Page text:
Fifty Hours in West Texas
Trevor said it plainly in his opening before dinner: “We’ll give ourselves bonus points if we risk real conversation about faith, work, wisdom, and identity around the table or the campfire.”
It’s not often that someone leads with that kind of honesty, naming the deeper thing we all hope for but rarely get to. Most invitations promise networking, scenery, or escape. Trevor promised risk.
8 hours earlier, I’d packed a bag and flown west to San Antonio.
For a few days this week, I found myself on his family’s ranch in West Texas with 17 men, most of whom I’d never met. Some were founders, some investors, most fathers still trying to find their footing. We shot skeet in the wide desert wind (a few men holding a shotgun for the very first time). We hiked the ridges that cut through the property. We ate slow meals that stretched into the midnight hours.
And somewhere between the dust, the laughter, and the shared silence, we started earning those “bonus points.”

Objectives:
• A. Answer from the ranch account:
(i) To which city did the narrator fly?
(ii) How many men were on the ranch?
(iii) What did Trevor promise, in contrast to most invitations?
• B. Rename "Trevor" as "Marcus" in the ranch account, and give the passage from "Fifty Hours in" up to and including "to San Antonio." with that change.
The items after the ranch account are separate material.

Provided records:
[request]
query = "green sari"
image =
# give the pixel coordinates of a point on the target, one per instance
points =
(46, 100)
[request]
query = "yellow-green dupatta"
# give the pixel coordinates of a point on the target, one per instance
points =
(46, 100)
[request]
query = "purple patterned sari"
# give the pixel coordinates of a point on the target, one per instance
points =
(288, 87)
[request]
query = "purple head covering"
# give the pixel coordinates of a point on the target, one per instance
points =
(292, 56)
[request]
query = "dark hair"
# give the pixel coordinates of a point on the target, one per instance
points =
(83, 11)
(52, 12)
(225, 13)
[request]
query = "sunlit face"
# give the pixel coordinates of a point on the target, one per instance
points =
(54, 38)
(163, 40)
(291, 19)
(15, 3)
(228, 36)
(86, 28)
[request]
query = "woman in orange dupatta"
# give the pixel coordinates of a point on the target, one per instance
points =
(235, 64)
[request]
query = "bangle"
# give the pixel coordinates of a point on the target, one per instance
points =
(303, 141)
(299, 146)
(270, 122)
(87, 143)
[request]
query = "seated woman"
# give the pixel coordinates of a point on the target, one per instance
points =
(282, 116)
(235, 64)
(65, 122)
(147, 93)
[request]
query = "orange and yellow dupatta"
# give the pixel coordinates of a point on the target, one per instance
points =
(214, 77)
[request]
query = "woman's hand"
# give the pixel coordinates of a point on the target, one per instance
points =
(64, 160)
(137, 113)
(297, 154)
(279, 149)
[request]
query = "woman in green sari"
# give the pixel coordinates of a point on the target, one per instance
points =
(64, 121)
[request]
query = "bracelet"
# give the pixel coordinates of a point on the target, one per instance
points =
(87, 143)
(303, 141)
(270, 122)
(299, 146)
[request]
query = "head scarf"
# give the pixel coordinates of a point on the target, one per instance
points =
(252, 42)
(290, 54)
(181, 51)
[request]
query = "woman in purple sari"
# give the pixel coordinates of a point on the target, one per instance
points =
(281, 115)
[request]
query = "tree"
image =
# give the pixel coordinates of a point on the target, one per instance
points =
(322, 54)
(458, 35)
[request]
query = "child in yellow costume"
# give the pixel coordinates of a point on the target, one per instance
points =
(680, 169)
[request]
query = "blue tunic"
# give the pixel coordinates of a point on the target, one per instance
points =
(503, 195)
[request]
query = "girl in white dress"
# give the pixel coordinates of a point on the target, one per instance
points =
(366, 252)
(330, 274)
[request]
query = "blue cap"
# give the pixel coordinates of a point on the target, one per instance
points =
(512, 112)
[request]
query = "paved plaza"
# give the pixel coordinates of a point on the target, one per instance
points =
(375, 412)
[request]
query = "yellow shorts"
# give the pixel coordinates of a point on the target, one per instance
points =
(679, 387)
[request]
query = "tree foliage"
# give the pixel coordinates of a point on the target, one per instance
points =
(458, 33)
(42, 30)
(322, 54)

Solution set:
• A.
(i) San Antonio
(ii) 17
(iii) Risk

• B.
Fifty Hours in West Texas
Marcus said it plainly in his opening before dinner: “We’ll give ourselves bonus points if we risk real conversation about faith, work, wisdom, and identity around the table or the campfire.”
It’s not often that someone leads with that kind of honesty, naming the deeper thing we all hope for but rarely get to. Most invitations promise networking, scenery, or escape. Marcus promised risk.
8 hours earlier, I’d packed a bag and flown west to San Antonio.